Sartre’s essay spends considerable time problematizing the intersection of communism and anti-racist politics, asking, “Can the black man count on a distant white proletariat-- involved in its own struggles?"

Jennifer Wilson received her PhD from Princeton University in the Fall of 2014.  She is currently a Lecturer at the Russian State University for the Humanities (RGGU).

 

As part of our “Legacies of the Harlem Renaissance” sub-unit (in which we trace its influence globally), one of the things we discussed at length was the important role that Harlem Renaissance writers played in inserting American anti-racist discourses into anti-colonialist ones abroad. To illustrate this, I devoted a class to “Negritude,” an anti-colonialist literary and ideological movement that emerged in Paris in the 1930s and 40s. It was led by French-speaking black intellectuals from French colonies in Africa and the Caribbean, most notably the Mariniquan writer Aimé Césaire, the Senegalese poet and future president Léopold Senghor, and the Guianan writer Léon Damas. We discussed the first volume of Negritude poetry edited by Senghor, Anthology of New Negro and Malagasy Poetry (1948), the so-called manifesto of the Negritude poetry. Jean Paul Sartre’s essay on Negritude, “Black Orpheus” [Orphée Noire],” served as the volume’s introduction.

Sartre’s essay spends considerable time problematizing the intersection of communism and anti-racist politics, asking, “Can the black man count on a distant white proletariat-- involved in its own struggles?" Sartre writes against the idea that recognizing shared class struggle under oppressive capitalist structures will render “a privilege-less society in which skin pigmentation will be considered a mere fluke.” In other words, Sartre took issue with the Leninist idea that racism was merely a tool of capitalism that would naturally disintegrate under communism. Sartre insisted instead that racism was its own entity and that racial antagonisms within the proletariat-- “the white worker benefits somewhat from colonialism in spite of it”—would need to be addressed first. I told the students that we would later in the course be hearing from African-American writers like Zora Neale Hurston and Audre Lorde who were less optimistic than Langston Hughes and Paul Robeson about the promises of Soviet communism for blacks in America, and that Sartre raises questions that they too would pose. We also discussed how the Soviet government’s failure to fully comprehend and articulate the racial and colonialist struggles of other nations opened up space for the nonaligned movement during the Cold War.

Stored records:
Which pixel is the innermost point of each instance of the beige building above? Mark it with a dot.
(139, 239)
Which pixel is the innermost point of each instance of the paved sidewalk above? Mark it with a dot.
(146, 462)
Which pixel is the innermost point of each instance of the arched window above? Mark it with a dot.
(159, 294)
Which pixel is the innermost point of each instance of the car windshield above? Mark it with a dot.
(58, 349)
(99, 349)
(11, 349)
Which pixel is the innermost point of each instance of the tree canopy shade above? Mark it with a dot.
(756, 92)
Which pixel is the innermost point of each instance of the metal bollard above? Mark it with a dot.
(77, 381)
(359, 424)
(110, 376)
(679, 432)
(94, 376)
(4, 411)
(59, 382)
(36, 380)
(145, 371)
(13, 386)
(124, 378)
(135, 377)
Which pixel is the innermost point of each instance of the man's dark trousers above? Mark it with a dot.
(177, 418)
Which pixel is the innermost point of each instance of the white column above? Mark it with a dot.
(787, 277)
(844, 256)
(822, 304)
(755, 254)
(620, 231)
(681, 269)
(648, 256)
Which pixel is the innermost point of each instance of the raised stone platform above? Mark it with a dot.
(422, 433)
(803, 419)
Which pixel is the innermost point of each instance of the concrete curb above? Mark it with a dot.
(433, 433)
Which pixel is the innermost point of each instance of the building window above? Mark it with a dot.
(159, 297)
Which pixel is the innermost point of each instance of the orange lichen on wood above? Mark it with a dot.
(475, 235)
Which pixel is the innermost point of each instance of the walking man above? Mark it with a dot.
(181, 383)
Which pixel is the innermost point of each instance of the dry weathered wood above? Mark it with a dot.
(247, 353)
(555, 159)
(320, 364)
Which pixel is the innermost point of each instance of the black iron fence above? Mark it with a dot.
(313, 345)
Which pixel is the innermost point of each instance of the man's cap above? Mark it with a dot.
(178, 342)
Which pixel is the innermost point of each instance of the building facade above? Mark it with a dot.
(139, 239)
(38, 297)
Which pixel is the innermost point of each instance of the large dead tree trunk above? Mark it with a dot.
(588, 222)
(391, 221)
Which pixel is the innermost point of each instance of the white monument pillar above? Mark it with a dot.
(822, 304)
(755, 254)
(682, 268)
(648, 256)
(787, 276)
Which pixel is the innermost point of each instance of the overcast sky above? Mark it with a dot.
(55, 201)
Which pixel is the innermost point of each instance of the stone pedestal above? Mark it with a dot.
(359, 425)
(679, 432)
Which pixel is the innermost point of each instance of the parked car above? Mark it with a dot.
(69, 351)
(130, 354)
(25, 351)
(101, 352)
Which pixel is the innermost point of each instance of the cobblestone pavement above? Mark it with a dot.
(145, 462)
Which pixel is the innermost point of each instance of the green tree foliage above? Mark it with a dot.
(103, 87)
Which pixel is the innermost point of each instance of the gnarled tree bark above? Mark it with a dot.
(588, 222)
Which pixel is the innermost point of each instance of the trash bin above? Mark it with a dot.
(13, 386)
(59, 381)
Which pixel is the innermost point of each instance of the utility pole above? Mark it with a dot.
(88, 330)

Goal:
Continue the text excerpt about teaching Negritude and Sartre's "Black Orpheus," picking up after its final sentence.

Answer for this exercise:
A central feature of Negritude poetry is a romanticized self-imposed primitivism that willingly exoticizes the black race in a gesture understood to be all at once anti-Western, anti-imperialist, and anti-capitalist. For instance, we looked at the woodcut cover of Leon Damas’ volume of poetry Pigments (1937), which features a totally naked black male stepping out of a tuxedo, supposedly shedding the restrictive “civilizing” efforts of white European society. We problematized this approach by reading critiques of Negritude from within the black diaspora which argued that Negritude relied too heavily on racist stereotypes to fashion its “New Negro” identity, and that its focus on “black” as a stable identity erased regional and linguistic differences within the African diaspora.

Then I had the idea to read with them Blok’s “Scythians” (1918), which similarly conflates non-white identity (in his case, Asian identity) with revolutionary anti-Western politics. The students agreed that “Scythians” functioned similarly to some of the Negritude poetry we read, particularly that by Senghor and Damas, but I then posed the question, “What about the fundamental difference here-- Césaire and Senghor were black, but Blok is not Asian. How does that change things?" The response was, "Well he was sort of Asian." I responded quite surprised-- "What? What do you mean?" Then another student added, "Well, he thought he was." The consensus among the students was—Blok was kinda sorta Asian the way that all Russians kinda sorta are… so the poem was not offensive. I discussed this with my colleague Emily Wang, who works on race and Blok, and she informed me that while Blok may have relied on Asian imagery to romanticize revolution, his relationship to actual Asians (and Russia’s own Asian identity) was highly ambivalent. She recommended Susanna Lim’s book on the subject, China and Japan in the Russian Imagination: To the Ends of the Orient, 1685-1922, which I hope to include in the reading if I have an opportunity to teach this class again.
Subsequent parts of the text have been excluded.